◆ Text segment
[BEGIN]
Q: ‘How did “Revolution” end up on a sneaker commercial?’
George Harrison: ‘From what I understand, they were just going to use the song, re-record it with Julian Lennon, but Yoko got really pissed off at that idea because I don’t think she likes Julian, and she insisted that it be the Beatles version. She has no right to insist that because there’s a conflict of interest, it’s in the Beatles and Apple’s interest not to have our records touted about on TV commercials, otherwise all the songs we made could be advertising everything from hot dogs to ladies’ brassieres. We never took advertising. We could have done our Coca-Cola commercials, just like everybody else. We tried to have a little discretion, keep a little taste, that’s what we felt. The four of us tried to keep our songs in running orders on the records, we tried to make good records, we tried to do something as quality, and something to be proud of. When it’s out of our hands, it’s like we’re made into prostitutes.’
Q: ‘Capitol’s new tapes ruin the running order of your old albums.’
GH: ‘This is the problem of not having any control anymore. It’s unfortunate. We should have been able to retain the control. That’s the way it all went.’"
Q: ‘Have you listened to the Beatles CDs?’
George Harrison: ‘I did buy a CD player when they issued them, yeah. I listened to some of them. I still prefer the old versions, how I remember them on vinyl. There’s a lot of stuff that you can hear now that’s good. In some cases, there’s a lot of stuff that you shouldn’t hear so loudly, that’s somehow come out in the mix. On Sgt. Pepper I keep hearing this horrible sounding tambourine that leaps out of the right speaker. It was obviously in the original mix, but it was never that loud.’
Q: ‘There are still thirty or so songs not on CD. How would you make them available?’
GH: ‘Well, it’s none of our business anymore, when our contract expired we lost any control we had over the Beatles’ product.’
Q: ‘How would you like to see it done?’
GH: ‘I suppose if you took all the songs you could put them in order in sequence of years as they were recorded, then as the technology advanced and our technique progressed, then you’d hear them in proper order. Or, you could put all the singles on one, or the B-sides on another.’"
Q: ‘If I had read every Beatles book and seen every documentary, in a general sense what would I have missed?’
George Harrison: ‘Do you want me to tell you something nobody else knows?’
GH: ‘A lot of the stuff in the books are wrong. A lot of them are written out of malice, or from people with axes to grind for one reason or another. And they’ve perverted certain things for their own gain. Not many are actually factual and honest. There is a saying in the old house that I have, it’s in Latin, translated it says “those who tell all they have to tell, tell more than they know.” So you probably know more about the Beatles, from reading those books, than there actually was.’
Q: ‘What would those people who look so closely miss?’
GH: ‘Well, there’s that expression, you don’t see the forest for the trees. Basically the Beatles phenomena was bigger than life. The reality was that we were just four people as much caught up in what was happening at that period of time as anybody else.’"
[END]
◆ Job
Decide whether each statement agrees with the interview: (a) Harrison says the Beatles never took advertising; (b) Harrison says he never bought a CD player; (c) Harrison says the tambourine on Sgt. Pepper was added for the CD. Answer each with yes or no and quote the deciding words from the interview. The lines after this point are material separate from the interview.

◆ Data extract
[BEGIN]
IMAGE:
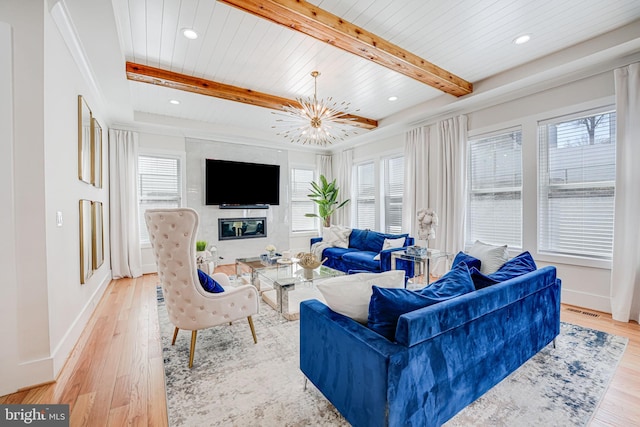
[END]
◆ Worked solution
(a) Yes: "We never took advertising."
(b) No: "I did buy a CD player when they issued them, yeah."
(c) No: "It was obviously in the original mix, but it was never that loud."